◆ TEXT EXTRACT:
──────────
The Advantage of Doubled Isolated Rook Pawns?

The Advantage of Doubled Isolated Rook Pawns?

| 54 | Scholastics

Professor: Happy day before Saturday, class.

Zephyr: I wanted to bring something up.

Professor: I'm fine. How are you? You couldn't wait to say "hello?"

Zephyr: Hello, Professor. Now can we talk about it?

Professor: About what?

Zephyr: Doubled pawns.

Professor: Doubled pawns?

Lucian: Yes, doubled pawns.


Zephyr: Lucian and I were arguing about them.

Thomas: In general, doubled pawns are not good.

Idris: But they don't have to be bad.

Ryan: Right. They may help in the attack.

Thomas: By opening lines.

Rachel: Or by guarding squares.

Ryan: Of course, they can be worse if isolated.

Zephyr: Of course.

Thomas: But suppose they can't be exploited?

Zephyr: That's what we were arguing about before class.

Ryan: That's what you were arguing about before class?

Hale: You two always argue.

Idris: About everything.

Rachel: Before class, during, and after.

Ryan: Though their arguments don't go anywhere.

Thomas: You mean, like doubled isolated rook-pawns?

Professor: Let's stop and start right there.

Question 1: Can White force mate?

The solution was found very quickly, by everyone, including Lucian and Zephyr. Naturally, they argued about it.

Thomas: That was fairly easy. 

Hale: But we get your point.

Rachel: Yeah, sometimes the doubled pawn gives you an extra tempo.

Professor: I think it's time for another problem.

Question 2: Can White force mate in four moves?

The class dispensed with this one expeditiously. It left time for some good-natured camaraderie.

Rachel: The extra rook-pawn truly did help out.

Thomas: It gave a vital tempo.

Hale: And it delivered the death blow.

Professor: Let's try another problem.

Question 3: Can White force a win?

This problem proved a little harder, but careful work, even amid the contention, produced a viable answer.


Lucian: That was a little tricky.

Zephyr: Maybe for you.

Idris: Maybe for all of us.

Hale: Yet it was different.

Ryan: True. In several lines, the doubled pawn guarded an important square.

Rachel: But Professor, surely such a pawn complex doesn't always win.

Professor: No, of course not. Sometimes it only helps us draw.

Lucian: May we see the next problem?

Professor: You may.

Question 4: Can White force a draw?
──────────
◆ DATASET CONTENT:
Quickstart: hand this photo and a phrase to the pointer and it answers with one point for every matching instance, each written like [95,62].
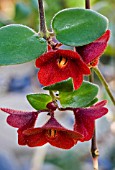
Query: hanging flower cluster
[56,66]
[53,132]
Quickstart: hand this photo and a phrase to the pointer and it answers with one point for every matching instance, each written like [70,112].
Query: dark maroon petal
[76,68]
[20,119]
[47,57]
[63,138]
[85,118]
[95,49]
[21,138]
[37,139]
[51,73]
[67,53]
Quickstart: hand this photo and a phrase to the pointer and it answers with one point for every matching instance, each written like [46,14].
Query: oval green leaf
[77,27]
[39,101]
[65,85]
[19,44]
[79,98]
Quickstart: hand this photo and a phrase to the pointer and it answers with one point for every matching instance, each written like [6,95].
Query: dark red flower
[59,65]
[53,133]
[90,53]
[85,119]
[21,120]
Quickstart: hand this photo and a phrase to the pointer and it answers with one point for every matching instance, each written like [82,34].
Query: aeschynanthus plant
[59,71]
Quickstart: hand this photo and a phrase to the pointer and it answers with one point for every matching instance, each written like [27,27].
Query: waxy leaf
[39,101]
[77,27]
[65,85]
[79,98]
[19,44]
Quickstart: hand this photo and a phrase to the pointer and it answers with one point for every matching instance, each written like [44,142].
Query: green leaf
[77,27]
[39,101]
[79,98]
[65,85]
[19,44]
[92,102]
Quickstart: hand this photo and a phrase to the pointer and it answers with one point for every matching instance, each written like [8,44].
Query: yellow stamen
[62,62]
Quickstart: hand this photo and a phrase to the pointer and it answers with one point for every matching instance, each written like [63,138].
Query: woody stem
[103,81]
[43,29]
[94,149]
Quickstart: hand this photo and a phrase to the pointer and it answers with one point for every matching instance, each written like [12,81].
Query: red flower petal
[85,118]
[95,49]
[51,73]
[62,138]
[20,119]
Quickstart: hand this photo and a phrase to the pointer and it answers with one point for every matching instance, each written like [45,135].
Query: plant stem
[43,29]
[87,4]
[94,149]
[102,79]
[52,95]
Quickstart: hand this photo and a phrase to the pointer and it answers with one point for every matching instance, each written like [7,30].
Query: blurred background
[18,80]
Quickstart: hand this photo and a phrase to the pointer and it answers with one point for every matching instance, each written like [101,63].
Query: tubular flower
[59,65]
[90,53]
[22,121]
[85,119]
[54,133]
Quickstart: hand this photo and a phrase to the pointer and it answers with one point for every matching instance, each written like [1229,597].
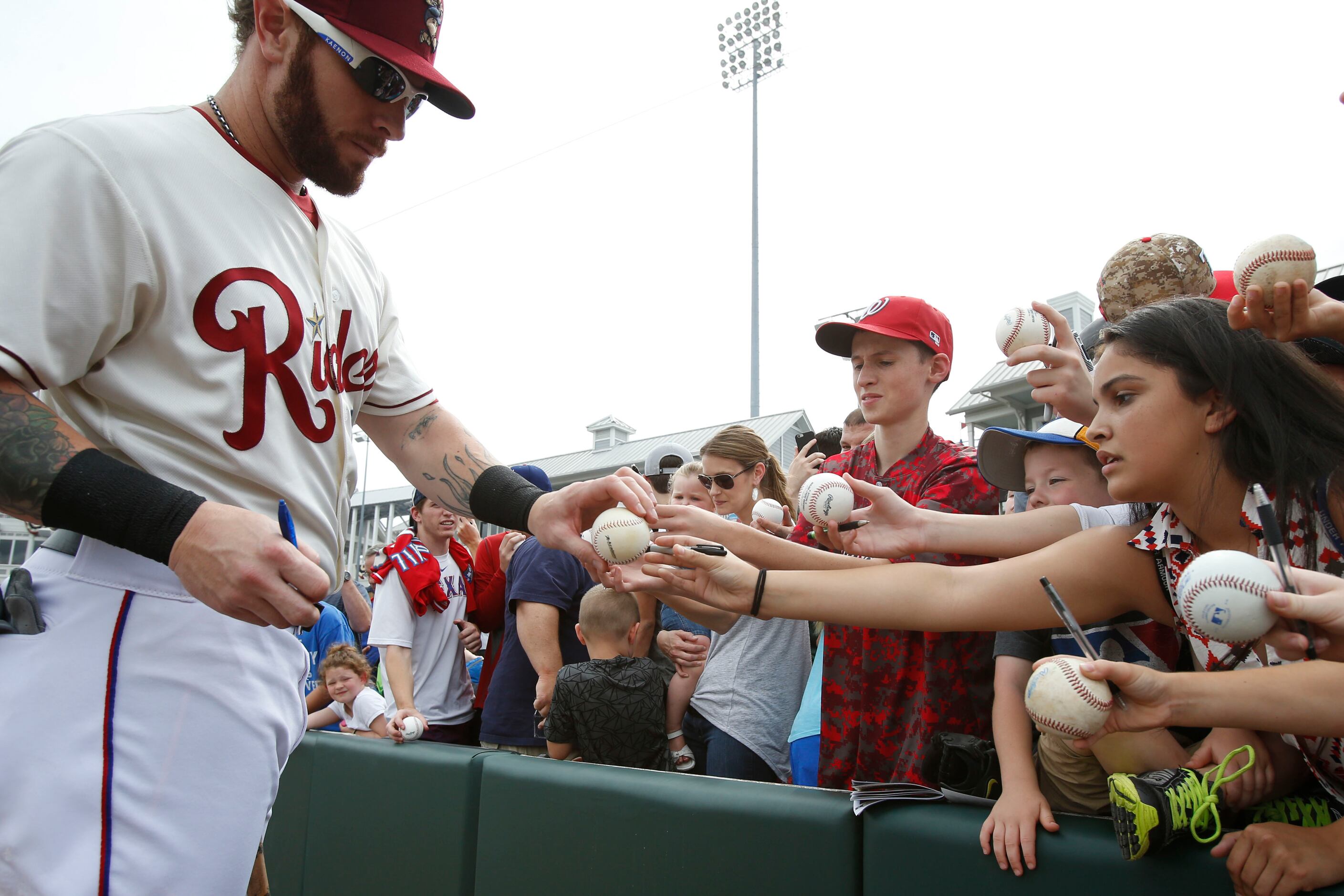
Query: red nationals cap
[406,34]
[898,316]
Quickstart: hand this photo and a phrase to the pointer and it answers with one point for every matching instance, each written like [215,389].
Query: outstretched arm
[922,597]
[1300,699]
[437,455]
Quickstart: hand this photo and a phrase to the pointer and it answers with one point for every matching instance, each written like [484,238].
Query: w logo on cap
[873,309]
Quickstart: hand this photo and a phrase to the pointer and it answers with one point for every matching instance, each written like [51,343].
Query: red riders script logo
[331,367]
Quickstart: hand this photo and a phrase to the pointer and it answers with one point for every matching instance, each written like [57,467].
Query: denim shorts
[674,621]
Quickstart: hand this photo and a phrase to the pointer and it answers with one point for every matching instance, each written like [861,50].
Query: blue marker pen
[287,524]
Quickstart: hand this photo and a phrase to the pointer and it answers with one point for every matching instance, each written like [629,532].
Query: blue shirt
[537,575]
[330,629]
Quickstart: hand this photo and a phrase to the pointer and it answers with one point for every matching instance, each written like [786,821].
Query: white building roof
[576,464]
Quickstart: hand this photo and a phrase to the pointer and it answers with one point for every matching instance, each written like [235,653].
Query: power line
[499,171]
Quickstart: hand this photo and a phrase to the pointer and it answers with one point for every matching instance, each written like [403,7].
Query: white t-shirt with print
[178,308]
[369,706]
[443,688]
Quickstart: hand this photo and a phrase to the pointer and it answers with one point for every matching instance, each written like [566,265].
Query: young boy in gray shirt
[611,710]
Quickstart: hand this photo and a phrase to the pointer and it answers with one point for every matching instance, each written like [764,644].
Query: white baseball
[1222,597]
[1065,700]
[620,535]
[823,498]
[1281,259]
[1019,328]
[768,510]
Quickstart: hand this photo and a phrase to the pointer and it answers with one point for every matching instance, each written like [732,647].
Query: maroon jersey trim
[389,407]
[33,374]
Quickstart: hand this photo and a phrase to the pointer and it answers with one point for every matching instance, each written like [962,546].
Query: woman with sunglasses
[756,671]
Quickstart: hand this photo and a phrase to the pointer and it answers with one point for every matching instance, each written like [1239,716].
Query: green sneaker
[1156,808]
[1304,812]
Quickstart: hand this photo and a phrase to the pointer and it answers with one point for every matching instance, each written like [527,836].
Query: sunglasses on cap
[375,76]
[723,480]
──────────
◆ REQUIRED TASKS:
a: In the chess class dialogue about doubled rook pawns, what does Hale say the extra rook-pawn did in the second problem?
b: Extend the chess class dialogue about doubled rook pawns, picking up right after its final line.

◆ ANSWERS GIVEN:
a: It delivered the death blow.

b:
A couple of small dance steps and the group had the answer. There were some comments, too. 

Rachel: So the extra rook-pawn was a useful obstruction.

Thomas: But certainly doubled isolated pawns can be very bad.

Professor: How about a problem where they're bad for an unexpected reason?

Lucian: Can we see it?

Professor: Absolutely, courtesy of Botvinnik, who once published a version of it.

Question 5: Can White force a win?

The problem was solved and the class had a good laugh. It was time for reevaluation. 

Ryan: I guess that was a Botvinnikian joke.

Idris: It's funny. Black loses because he has too many rook-pawns.

Rachel: Especially the one at a6.

Hale: I love Botvinnik's humor.

Lucian: You're not seriously suggesting that doubled isolated rook-pawns are an advantage.

Zephyr: Or that Botvinnik's sense of humor was actually funny?

Professor: No I'm not trying to imply any of that, though I did like Botvinnik's sense of humor.

Zephyr: So you agree that generally doubled isolated rook-pawns do not constitute an advantage.

Professor: Not in the best of all possible worlds.

Zephyr: That's good to hear, Doctor Pangloss. I mean, Professor.


Answers below -- Try to solve NM Pandolfini's puzzles first!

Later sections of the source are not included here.